Exercise instructions » In the material below, some lines may hold the word "rough"; state how many do, giving only the number.

Material supplied »
----
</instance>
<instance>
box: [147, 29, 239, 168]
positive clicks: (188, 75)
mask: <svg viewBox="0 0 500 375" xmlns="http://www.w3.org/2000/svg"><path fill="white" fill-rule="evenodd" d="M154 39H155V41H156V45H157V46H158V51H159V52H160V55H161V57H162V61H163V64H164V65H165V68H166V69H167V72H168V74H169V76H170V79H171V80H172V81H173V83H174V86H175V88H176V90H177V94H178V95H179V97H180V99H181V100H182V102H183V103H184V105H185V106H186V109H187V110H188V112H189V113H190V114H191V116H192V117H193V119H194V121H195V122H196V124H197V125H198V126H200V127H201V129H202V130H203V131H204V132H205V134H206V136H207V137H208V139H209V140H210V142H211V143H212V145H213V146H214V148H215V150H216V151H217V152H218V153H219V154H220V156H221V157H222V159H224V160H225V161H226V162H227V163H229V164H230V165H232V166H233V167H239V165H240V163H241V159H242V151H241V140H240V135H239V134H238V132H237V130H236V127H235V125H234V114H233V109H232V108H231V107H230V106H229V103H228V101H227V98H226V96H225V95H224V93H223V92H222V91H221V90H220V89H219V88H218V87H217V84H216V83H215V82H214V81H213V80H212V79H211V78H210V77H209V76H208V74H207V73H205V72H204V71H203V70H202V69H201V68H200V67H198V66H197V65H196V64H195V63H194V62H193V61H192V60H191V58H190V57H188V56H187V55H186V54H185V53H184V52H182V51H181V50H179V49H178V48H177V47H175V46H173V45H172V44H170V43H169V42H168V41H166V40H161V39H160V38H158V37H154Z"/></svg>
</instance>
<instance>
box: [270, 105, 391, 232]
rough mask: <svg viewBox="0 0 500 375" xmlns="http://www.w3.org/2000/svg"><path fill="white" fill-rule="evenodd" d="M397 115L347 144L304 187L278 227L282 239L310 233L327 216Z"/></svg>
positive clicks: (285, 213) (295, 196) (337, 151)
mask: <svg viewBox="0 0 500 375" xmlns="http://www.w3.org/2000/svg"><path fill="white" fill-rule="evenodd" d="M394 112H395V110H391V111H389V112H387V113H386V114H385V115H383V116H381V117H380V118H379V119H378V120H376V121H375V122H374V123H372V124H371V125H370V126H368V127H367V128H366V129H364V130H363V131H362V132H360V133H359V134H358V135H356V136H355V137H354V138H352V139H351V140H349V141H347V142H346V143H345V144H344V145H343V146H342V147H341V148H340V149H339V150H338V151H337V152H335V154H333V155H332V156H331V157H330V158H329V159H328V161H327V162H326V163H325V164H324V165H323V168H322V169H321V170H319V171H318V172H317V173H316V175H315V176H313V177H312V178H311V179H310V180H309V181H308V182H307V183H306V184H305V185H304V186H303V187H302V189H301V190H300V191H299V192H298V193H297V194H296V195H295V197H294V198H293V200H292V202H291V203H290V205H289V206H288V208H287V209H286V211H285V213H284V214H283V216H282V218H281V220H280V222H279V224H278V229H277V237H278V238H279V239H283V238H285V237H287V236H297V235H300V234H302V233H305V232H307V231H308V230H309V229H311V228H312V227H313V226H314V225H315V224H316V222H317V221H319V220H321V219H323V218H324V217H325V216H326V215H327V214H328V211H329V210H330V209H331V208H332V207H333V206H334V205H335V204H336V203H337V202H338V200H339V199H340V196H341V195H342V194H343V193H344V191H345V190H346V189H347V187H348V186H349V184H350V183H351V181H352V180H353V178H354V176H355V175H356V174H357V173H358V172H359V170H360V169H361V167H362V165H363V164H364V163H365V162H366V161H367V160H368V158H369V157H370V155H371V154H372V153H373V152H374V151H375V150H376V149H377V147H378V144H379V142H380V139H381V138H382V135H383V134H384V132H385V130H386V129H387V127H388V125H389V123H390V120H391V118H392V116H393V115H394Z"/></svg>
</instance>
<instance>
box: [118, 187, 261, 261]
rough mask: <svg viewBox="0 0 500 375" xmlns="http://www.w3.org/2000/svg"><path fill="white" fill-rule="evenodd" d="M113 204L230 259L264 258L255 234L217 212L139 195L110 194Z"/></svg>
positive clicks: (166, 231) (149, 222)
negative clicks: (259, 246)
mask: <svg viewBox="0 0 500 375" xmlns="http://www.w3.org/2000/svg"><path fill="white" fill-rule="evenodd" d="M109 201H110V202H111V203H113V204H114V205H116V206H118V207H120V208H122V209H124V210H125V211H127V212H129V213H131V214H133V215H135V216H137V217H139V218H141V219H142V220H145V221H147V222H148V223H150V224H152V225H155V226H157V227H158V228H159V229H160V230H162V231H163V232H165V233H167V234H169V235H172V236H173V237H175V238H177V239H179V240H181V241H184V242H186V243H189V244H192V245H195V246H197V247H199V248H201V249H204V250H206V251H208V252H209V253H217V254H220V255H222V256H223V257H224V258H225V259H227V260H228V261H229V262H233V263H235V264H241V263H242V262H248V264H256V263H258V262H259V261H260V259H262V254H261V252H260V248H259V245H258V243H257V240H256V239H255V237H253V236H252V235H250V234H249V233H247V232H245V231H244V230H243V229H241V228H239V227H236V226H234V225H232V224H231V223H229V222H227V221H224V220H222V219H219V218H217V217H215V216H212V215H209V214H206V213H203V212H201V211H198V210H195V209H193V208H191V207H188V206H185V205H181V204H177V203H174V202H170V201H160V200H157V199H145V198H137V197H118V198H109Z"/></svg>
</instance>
----
Exercise output » 2